## [Tugas Latihan 1]
Tentukan apakah setiap pernyataan berikut sesuai dengan tulisan opini di bawah, lalu jawab ya atau tidak beserta kutipan persis kata-kata penentunya dari tulisan itu. (a) Penulis pernah mondok. (b) Penulis sering berbincang ringan dengan rekan sejawat di sebuah kantor tua. (c) Rekan penulis sering menukas ucapannya.
## [Tugas Latihan 2]
Ulangi tanpa perubahan seluruh bagian tulisan opini di bawah, mulai dari "Karena, saya tidak" terus sampai "Sangat tidak absah.".

Opini

Serba-serbi dari NU Karbitan

NU Online  ·  Rabu, 17 Januari 2018 | 01:00 WIB

Oleh Saiful Hakam

Di kantor tua, sebuah kantor jawatan penyelidikan ilmu-ilmu budaya dan sosial, saya sering berbincang ringan dengan rekan sejawat tentang nasib sebagai santri, berwajah santri, dan bertabiat santri: tukang doa

Dua kata di atas sering keluar dari mulut saya. Rekan saya itu tidak pernah menukas sama sekali.  Dilema. Saya bilang ke kawan saya bahwa saya ini bukan santri sejati. Mengapa?

Karena, saya tidak pernah mondok sama sekali. Tidak bisa baca kitab kuning sama sekali. Bahkan, lebih parah lagi, tidak bisa bahasa Arab klasik sama sekali. Jadi, saya tidak absah disebut santri apalagi disebut santri NU. Sangat tidak absah.

## [Data Tersimpan]
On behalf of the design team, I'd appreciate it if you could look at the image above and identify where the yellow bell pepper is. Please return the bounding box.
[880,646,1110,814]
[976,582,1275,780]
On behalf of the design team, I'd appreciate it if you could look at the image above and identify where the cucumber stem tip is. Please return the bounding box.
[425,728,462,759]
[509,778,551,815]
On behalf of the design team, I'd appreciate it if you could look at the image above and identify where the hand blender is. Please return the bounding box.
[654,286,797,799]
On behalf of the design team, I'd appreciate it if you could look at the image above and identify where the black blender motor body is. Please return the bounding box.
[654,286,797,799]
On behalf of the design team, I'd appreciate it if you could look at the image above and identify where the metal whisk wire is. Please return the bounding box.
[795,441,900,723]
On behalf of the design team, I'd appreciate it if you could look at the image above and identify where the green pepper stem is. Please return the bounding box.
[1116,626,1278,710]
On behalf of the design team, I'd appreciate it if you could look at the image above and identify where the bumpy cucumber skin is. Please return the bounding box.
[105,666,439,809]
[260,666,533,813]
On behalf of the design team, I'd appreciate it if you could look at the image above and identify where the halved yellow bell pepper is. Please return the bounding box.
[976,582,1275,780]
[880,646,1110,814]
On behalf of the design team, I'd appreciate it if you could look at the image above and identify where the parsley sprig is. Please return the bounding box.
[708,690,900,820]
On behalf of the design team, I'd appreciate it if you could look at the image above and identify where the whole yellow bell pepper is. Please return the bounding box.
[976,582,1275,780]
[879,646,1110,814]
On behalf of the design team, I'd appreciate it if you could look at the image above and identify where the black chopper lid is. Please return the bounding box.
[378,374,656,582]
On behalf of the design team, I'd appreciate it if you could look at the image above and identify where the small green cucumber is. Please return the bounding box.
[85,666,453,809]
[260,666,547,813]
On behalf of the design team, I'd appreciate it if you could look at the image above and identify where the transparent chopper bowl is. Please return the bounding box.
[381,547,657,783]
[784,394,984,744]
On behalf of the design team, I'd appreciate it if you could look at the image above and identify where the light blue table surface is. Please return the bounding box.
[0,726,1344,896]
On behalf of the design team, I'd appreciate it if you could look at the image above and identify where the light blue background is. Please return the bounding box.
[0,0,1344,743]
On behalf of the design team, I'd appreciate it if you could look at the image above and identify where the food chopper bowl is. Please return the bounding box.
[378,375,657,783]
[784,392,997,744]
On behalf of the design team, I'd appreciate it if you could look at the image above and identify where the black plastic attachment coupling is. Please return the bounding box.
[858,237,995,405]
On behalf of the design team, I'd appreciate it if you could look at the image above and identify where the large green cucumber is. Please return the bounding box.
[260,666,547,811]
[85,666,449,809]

## [Jawaban yang Diharapkan 1]
(a) Tidak: "saya tidak pernah mondok sama sekali"
(b) Ya: "Di kantor tua, sebuah kantor jawatan penyelidikan ilmu-ilmu budaya dan sosial, saya sering berbincang ringan dengan rekan sejawat"
(c) Tidak: "Rekan saya itu tidak pernah menukas sama sekali."

## [Jawaban yang Diharapkan 2]
Karena, saya tidak pernah mondok sama sekali. Tidak bisa baca kitab kuning sama sekali. Bahkan, lebih parah lagi, tidak bisa bahasa Arab klasik sama sekali. Jadi, saya tidak absah disebut santri apalagi disebut santri NU. Sangat tidak absah.